* _REQUIRED WORK_
Write all of the lines below out again, exactly as they stand.

* _RECORD EXCERPTS_
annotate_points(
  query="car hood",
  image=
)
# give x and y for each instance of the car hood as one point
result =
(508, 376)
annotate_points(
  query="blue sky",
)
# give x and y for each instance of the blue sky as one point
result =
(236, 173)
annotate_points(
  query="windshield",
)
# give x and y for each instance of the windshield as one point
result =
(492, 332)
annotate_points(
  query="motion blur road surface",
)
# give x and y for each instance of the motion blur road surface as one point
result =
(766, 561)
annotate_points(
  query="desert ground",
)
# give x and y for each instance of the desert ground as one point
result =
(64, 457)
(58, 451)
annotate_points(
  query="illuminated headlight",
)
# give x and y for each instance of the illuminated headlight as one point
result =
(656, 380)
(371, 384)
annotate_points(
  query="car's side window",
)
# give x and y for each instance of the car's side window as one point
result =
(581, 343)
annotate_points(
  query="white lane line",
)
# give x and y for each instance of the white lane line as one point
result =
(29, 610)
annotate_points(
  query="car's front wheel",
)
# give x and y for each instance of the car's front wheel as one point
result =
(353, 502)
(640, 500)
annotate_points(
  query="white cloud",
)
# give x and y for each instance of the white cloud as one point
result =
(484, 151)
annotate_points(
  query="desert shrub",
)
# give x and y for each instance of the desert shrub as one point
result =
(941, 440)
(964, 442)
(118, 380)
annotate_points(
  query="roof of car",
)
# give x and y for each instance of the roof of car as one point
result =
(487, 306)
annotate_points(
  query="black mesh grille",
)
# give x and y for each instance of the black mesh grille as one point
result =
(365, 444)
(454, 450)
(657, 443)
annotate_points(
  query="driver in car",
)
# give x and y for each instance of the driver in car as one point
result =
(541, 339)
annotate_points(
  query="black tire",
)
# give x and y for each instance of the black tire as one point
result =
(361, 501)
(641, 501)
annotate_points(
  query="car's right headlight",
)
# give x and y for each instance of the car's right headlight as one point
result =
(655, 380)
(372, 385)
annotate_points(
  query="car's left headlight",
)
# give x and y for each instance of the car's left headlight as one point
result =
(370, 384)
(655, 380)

* _ANSWER FOR THIS EXERCISE_
annotate_points(
  query="car hood",
  image=
)
# give x and y for each instance of the car hood as one point
result =
(508, 376)
annotate_points(
  query="blue sky",
)
# give x and y for each instance of the blue sky as one point
result =
(236, 173)
annotate_points(
  query="windshield",
)
# give x and y for each instance of the windshield as one point
result =
(492, 332)
annotate_points(
  query="motion blur road surface",
)
# give x and y for each instance of the motion blur road surface as one point
result =
(766, 561)
annotate_points(
  query="desert ground",
)
# give x and y for each instance of the desert ground as one point
result =
(64, 457)
(58, 451)
annotate_points(
  query="illuminated headlight",
)
# give x and y for each instance of the illuminated headlight as one point
result =
(656, 380)
(371, 384)
annotate_points(
  query="car's side window",
)
# give x and y for each instance of the car's side window as one point
result =
(581, 343)
annotate_points(
  query="white lane line",
)
# give x and y for each instance of the white lane line as one point
result =
(29, 610)
annotate_points(
  query="car's front wheel",
)
# give x and y for each instance of the car's front wheel as one point
result =
(353, 502)
(640, 500)
annotate_points(
  query="white cloud",
)
# give x and y for each instance of the white cloud as one point
result =
(484, 151)
annotate_points(
  query="desert shrub",
)
# give x and y for each instance of the desert shrub as one point
result =
(941, 440)
(964, 442)
(118, 380)
annotate_points(
  query="roof of car",
)
# give x and y for each instance of the roof of car as one point
result =
(487, 306)
annotate_points(
  query="black mesh grille",
)
# give x and y for each instance of the black mesh grille as one point
result =
(365, 444)
(454, 450)
(657, 443)
annotate_points(
  query="driver in car",
)
# give x and y for each instance of the driver in car as one point
result =
(541, 339)
annotate_points(
  query="black tire",
)
# give x and y for each instance of the black tire as one point
result =
(361, 501)
(641, 501)
annotate_points(
  query="car's right headlight",
)
# give x and y for each instance of the car's right headlight as one point
result =
(655, 380)
(372, 385)
annotate_points(
  query="car's left headlight",
)
# give x and y for each instance of the car's left headlight as one point
result =
(370, 384)
(655, 380)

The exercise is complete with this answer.